Quote from the line with "For every instance of the brine" up to and including the line with "x=248 y=332", reproducing each line word for word.

==== DATASET EXTRACT ====

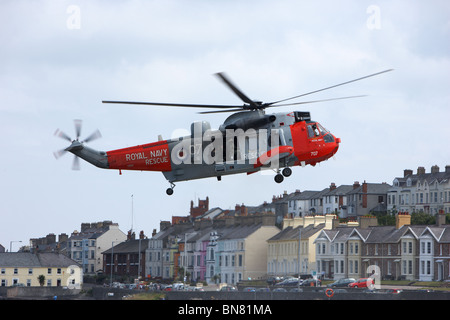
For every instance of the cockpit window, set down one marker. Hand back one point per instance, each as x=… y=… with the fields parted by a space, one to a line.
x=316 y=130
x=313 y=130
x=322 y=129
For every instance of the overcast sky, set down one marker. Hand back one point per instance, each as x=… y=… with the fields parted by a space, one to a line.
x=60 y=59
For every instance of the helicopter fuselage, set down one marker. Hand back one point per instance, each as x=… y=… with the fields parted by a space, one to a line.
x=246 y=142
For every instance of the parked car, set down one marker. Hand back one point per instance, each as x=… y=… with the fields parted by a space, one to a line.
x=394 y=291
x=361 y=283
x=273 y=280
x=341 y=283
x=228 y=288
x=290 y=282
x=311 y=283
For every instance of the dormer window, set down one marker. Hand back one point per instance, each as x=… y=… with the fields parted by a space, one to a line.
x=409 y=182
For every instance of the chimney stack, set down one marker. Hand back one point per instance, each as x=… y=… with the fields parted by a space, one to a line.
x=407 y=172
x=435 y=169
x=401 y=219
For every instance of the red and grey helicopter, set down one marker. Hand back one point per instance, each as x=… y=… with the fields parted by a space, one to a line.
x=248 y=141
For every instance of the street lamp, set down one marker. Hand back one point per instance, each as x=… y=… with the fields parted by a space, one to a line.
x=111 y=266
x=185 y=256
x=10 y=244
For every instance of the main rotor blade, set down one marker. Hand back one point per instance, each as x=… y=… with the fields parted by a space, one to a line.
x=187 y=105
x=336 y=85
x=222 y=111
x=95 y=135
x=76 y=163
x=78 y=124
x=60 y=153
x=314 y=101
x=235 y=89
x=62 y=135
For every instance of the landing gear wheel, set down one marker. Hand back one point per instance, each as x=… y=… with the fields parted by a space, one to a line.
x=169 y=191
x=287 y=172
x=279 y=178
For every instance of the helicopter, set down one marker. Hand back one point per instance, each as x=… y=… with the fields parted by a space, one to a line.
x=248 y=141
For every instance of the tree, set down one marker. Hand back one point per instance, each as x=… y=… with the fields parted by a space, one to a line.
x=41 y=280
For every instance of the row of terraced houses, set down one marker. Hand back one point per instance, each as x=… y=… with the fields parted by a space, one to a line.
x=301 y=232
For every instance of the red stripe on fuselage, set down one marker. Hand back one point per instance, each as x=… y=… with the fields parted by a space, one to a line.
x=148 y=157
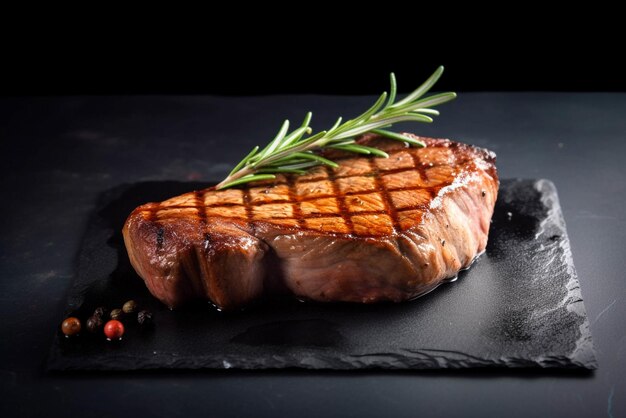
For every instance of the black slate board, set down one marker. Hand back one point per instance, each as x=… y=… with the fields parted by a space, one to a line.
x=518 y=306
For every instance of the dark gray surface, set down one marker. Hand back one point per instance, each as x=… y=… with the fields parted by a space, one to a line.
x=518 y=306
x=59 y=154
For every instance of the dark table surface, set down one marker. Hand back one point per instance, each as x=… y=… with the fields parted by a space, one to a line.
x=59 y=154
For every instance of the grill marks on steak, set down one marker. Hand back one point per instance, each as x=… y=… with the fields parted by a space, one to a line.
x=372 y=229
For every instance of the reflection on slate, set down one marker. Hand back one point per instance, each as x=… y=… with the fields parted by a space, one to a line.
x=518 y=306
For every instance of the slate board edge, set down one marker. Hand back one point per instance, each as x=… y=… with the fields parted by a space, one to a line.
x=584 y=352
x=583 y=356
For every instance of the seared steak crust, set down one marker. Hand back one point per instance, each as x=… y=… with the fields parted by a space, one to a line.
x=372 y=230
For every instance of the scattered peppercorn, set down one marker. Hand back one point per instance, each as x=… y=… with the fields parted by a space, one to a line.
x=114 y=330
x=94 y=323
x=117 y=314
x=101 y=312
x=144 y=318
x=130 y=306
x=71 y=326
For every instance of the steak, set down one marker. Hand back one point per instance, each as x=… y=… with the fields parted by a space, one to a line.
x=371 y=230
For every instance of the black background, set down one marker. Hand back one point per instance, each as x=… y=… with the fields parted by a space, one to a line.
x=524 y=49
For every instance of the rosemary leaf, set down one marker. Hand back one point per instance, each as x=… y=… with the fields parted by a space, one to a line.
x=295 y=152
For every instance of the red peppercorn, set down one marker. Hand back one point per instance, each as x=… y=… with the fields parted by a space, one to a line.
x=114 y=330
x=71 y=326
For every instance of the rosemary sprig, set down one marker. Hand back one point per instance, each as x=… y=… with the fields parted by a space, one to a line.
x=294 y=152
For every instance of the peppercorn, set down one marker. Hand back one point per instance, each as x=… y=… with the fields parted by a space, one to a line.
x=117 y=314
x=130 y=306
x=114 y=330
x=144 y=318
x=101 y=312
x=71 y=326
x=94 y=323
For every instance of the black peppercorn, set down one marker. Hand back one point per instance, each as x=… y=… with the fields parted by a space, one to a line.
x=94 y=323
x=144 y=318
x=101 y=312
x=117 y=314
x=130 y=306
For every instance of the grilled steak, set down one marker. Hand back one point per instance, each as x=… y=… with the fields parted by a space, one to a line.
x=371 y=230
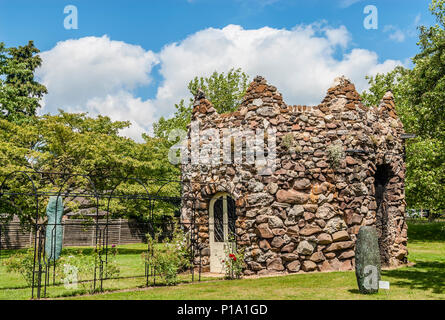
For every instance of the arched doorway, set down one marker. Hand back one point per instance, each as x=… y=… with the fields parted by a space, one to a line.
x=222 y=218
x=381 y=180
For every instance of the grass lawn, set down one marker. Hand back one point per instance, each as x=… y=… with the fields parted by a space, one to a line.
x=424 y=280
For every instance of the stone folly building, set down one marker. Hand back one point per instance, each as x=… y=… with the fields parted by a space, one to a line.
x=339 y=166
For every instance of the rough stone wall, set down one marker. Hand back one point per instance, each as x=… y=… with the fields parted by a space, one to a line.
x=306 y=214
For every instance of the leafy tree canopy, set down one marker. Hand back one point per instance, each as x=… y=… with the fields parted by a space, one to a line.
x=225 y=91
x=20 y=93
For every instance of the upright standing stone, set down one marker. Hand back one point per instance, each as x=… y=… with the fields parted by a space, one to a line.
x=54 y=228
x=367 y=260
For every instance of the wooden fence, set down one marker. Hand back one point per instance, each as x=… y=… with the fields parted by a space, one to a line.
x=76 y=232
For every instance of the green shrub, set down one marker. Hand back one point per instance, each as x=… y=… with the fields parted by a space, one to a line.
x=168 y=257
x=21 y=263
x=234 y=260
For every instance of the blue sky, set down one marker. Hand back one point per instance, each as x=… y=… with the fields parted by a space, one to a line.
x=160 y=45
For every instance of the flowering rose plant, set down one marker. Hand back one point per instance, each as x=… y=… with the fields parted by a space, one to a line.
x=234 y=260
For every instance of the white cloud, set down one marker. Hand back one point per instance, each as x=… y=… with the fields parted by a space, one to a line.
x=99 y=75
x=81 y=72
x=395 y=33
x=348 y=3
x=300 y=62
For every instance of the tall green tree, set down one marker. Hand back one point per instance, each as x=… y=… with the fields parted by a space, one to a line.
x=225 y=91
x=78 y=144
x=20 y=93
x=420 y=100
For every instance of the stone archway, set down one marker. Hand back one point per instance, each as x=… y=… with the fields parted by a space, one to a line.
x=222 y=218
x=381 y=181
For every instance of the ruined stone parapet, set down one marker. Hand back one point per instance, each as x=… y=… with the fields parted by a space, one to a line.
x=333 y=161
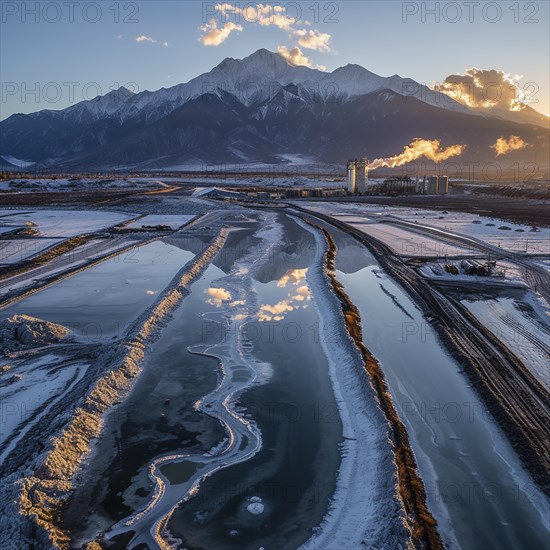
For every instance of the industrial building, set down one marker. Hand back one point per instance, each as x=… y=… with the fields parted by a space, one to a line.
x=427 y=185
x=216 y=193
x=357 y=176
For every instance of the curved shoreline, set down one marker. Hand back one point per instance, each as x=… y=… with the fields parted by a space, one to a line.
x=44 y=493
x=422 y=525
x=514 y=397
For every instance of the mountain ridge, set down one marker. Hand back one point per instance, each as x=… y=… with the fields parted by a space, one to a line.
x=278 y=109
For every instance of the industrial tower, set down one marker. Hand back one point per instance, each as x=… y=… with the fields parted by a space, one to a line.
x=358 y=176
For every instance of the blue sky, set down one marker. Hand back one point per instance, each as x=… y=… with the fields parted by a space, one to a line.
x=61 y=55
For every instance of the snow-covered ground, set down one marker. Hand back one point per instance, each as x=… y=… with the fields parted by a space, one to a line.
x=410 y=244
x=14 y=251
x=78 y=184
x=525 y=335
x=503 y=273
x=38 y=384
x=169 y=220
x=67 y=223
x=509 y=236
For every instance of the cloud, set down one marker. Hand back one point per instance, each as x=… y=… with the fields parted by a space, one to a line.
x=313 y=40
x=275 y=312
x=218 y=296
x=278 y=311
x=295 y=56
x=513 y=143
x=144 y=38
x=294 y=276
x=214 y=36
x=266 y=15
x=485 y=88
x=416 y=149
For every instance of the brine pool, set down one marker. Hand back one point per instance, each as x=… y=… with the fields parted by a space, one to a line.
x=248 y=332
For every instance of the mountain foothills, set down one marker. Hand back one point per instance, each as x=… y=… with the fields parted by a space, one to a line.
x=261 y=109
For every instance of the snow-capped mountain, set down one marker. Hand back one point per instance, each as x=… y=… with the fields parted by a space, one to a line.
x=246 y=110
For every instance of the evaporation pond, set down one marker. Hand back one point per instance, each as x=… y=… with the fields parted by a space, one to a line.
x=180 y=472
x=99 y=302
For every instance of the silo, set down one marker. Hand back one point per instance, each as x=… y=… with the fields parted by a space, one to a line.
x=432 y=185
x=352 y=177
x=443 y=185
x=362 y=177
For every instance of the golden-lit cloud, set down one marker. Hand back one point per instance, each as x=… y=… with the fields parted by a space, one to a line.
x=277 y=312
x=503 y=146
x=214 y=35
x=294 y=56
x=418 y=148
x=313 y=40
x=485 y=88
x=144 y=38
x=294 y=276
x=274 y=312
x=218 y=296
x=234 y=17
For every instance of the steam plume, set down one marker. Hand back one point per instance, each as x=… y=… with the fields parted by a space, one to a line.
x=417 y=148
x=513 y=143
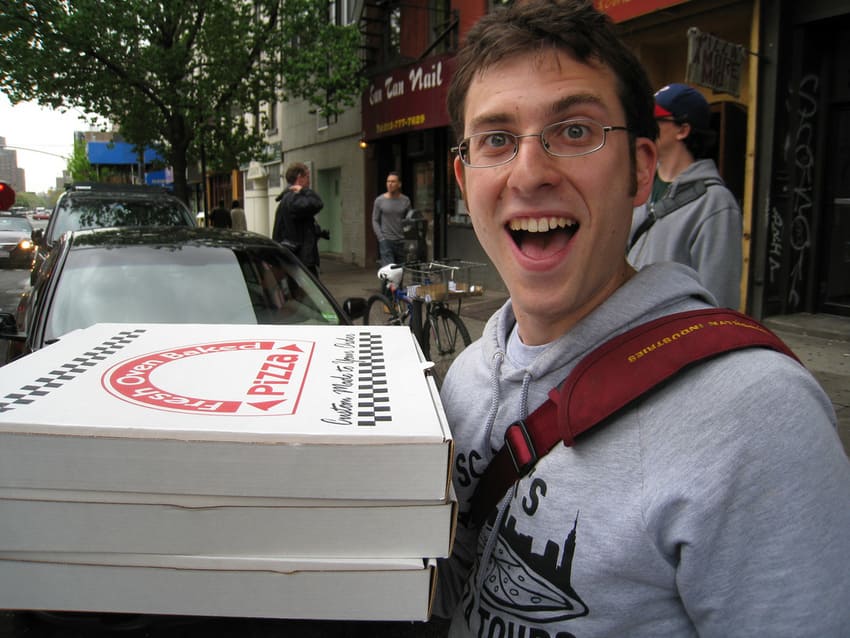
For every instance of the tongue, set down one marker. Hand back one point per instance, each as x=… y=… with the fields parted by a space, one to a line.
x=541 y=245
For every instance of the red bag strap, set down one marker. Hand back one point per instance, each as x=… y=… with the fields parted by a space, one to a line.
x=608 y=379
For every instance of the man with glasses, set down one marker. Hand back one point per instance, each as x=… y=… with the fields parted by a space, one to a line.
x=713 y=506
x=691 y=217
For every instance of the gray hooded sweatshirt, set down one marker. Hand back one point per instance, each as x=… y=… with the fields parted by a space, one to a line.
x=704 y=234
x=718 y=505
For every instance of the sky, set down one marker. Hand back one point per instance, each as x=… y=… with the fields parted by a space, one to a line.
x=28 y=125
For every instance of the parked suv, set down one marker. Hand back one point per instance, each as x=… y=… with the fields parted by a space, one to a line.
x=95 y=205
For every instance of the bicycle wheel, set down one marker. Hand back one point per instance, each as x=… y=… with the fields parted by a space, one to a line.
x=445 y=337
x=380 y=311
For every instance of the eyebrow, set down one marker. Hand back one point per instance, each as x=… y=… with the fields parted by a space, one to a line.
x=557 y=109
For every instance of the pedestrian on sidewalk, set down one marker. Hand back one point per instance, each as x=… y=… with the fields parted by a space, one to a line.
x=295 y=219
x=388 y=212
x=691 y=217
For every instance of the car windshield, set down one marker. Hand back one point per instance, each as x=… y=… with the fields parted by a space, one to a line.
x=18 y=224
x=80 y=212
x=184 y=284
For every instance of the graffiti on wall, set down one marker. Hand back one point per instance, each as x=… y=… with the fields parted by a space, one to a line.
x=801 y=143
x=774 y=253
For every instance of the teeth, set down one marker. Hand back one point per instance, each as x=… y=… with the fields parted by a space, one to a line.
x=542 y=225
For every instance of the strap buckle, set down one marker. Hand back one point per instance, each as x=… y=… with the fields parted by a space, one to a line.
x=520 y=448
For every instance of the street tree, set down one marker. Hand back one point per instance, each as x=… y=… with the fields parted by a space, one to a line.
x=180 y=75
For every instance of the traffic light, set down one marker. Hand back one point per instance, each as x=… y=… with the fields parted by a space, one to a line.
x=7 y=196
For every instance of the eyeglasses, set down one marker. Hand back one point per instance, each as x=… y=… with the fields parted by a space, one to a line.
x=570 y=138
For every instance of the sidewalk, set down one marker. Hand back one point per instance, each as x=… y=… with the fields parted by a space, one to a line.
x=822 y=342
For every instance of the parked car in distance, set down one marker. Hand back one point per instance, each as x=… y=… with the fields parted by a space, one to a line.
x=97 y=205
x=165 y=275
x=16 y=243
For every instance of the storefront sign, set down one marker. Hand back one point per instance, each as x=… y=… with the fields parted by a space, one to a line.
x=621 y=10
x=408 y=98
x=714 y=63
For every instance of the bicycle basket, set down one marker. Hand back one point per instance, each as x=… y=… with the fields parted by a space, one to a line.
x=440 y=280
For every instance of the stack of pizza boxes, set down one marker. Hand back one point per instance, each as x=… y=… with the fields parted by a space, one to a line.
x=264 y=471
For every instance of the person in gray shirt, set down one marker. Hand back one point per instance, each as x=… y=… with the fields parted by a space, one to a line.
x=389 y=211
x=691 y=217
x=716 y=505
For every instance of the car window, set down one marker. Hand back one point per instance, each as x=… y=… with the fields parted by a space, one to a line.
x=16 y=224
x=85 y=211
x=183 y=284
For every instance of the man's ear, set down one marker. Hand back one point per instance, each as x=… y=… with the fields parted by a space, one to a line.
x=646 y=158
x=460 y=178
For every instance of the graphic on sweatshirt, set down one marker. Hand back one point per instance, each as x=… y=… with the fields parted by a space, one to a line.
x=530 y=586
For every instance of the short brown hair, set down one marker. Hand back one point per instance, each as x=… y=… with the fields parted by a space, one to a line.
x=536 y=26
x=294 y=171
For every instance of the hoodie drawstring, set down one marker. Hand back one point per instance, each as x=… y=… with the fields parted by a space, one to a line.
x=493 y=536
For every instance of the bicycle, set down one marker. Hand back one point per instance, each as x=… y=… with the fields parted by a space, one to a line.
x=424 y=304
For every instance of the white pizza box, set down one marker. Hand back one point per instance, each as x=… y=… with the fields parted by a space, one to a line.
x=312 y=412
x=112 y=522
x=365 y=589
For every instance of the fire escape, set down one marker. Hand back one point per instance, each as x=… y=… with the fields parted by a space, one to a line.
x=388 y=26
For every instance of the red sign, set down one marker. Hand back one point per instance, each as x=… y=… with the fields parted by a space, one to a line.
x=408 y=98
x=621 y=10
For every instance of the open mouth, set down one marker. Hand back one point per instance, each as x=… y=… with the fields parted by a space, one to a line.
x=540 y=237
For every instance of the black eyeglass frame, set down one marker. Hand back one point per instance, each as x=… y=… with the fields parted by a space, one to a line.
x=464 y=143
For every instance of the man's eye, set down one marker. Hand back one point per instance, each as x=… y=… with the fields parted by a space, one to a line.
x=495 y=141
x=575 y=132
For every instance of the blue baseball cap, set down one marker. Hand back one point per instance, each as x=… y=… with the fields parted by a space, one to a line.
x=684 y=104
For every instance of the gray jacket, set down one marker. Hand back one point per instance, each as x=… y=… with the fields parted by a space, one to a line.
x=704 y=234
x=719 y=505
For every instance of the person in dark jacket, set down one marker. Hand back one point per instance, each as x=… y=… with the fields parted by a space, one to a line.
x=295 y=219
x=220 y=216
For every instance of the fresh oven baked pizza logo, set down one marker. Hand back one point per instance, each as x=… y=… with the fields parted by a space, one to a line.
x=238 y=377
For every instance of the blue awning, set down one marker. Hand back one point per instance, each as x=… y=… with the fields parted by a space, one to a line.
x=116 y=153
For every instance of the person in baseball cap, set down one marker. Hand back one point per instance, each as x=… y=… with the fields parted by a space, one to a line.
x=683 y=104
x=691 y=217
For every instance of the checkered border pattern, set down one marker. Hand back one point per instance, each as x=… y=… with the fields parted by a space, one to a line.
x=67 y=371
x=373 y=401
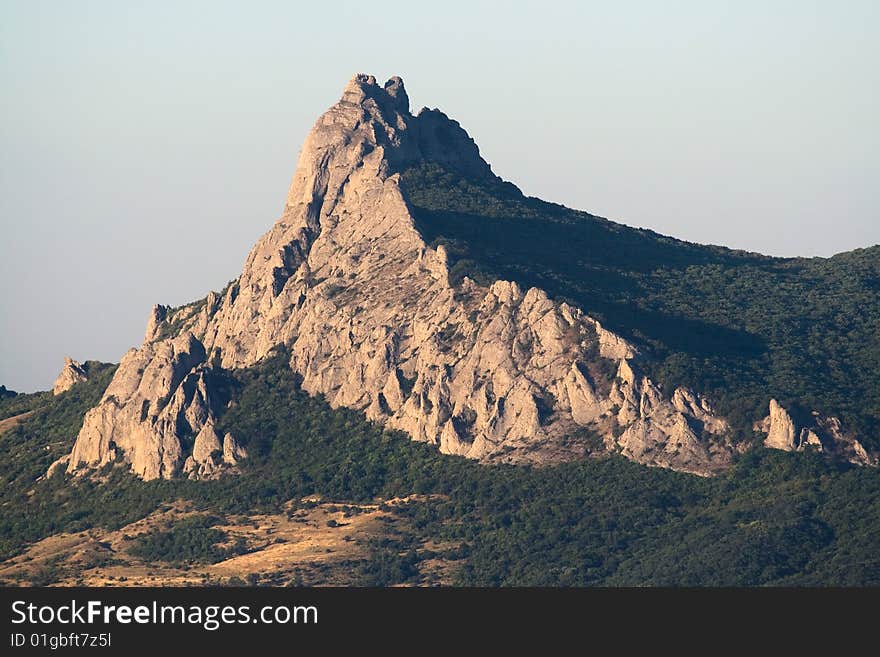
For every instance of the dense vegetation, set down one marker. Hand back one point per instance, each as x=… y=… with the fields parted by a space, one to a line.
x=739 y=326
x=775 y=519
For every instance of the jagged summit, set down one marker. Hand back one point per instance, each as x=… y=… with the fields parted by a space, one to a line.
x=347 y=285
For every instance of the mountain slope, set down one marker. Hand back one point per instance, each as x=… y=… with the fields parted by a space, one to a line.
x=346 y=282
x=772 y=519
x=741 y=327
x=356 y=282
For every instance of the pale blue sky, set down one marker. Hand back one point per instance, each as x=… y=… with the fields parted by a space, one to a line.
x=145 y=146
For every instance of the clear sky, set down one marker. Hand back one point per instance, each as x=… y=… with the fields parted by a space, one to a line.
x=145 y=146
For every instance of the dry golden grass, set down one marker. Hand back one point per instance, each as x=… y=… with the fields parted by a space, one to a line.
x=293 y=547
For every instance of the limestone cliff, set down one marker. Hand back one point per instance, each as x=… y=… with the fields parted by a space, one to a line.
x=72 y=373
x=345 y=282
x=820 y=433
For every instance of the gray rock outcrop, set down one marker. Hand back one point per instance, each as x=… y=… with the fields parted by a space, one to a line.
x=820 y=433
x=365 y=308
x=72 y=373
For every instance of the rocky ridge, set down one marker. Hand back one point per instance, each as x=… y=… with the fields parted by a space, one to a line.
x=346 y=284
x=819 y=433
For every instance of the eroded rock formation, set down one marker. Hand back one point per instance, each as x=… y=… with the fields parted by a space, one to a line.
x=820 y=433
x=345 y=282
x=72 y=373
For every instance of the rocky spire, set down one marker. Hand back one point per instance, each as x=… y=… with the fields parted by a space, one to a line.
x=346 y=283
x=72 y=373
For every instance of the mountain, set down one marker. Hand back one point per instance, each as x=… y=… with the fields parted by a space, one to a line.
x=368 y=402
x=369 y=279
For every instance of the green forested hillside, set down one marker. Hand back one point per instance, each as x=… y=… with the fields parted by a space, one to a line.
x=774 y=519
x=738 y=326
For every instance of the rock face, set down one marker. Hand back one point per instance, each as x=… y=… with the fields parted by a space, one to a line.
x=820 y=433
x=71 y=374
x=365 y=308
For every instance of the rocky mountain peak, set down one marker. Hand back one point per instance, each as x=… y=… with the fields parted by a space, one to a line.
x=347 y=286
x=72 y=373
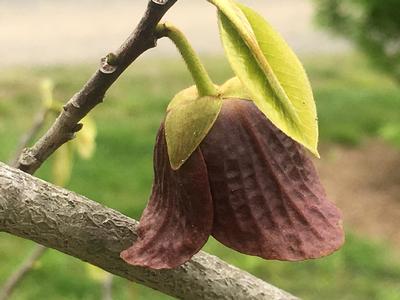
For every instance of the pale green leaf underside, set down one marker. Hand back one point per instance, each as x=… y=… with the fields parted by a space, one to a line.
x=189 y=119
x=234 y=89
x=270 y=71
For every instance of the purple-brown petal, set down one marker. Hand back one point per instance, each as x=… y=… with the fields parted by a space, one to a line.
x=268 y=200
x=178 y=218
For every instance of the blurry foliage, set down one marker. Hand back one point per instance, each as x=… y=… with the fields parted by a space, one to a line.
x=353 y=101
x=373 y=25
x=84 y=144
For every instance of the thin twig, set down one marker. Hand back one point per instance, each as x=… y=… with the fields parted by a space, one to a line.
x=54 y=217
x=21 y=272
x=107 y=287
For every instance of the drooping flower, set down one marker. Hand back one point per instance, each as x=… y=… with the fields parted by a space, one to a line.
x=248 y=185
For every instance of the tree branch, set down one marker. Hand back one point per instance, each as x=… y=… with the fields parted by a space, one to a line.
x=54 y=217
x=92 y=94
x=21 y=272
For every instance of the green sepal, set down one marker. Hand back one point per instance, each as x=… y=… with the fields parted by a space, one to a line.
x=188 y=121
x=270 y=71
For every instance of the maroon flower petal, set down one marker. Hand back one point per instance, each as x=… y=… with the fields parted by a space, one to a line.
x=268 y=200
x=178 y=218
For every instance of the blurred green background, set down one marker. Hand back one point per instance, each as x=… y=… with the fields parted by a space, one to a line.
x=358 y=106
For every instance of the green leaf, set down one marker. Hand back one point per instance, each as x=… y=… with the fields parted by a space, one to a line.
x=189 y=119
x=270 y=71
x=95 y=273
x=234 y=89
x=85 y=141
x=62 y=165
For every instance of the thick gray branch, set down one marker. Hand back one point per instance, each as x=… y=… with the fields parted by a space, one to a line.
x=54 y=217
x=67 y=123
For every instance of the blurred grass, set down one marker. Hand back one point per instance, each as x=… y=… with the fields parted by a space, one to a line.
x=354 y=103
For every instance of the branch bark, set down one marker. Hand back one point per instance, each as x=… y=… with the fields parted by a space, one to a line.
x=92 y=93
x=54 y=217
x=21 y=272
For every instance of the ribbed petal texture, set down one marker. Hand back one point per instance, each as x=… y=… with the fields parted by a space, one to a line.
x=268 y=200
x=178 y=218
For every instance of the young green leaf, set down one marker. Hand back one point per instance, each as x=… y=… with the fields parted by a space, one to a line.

====

-- TASK RESULT --
For every instance of the brine pool, set down one marker. Hand back one point per instance, each as x=… y=… with the fields parted by a space, one to a line.
x=248 y=332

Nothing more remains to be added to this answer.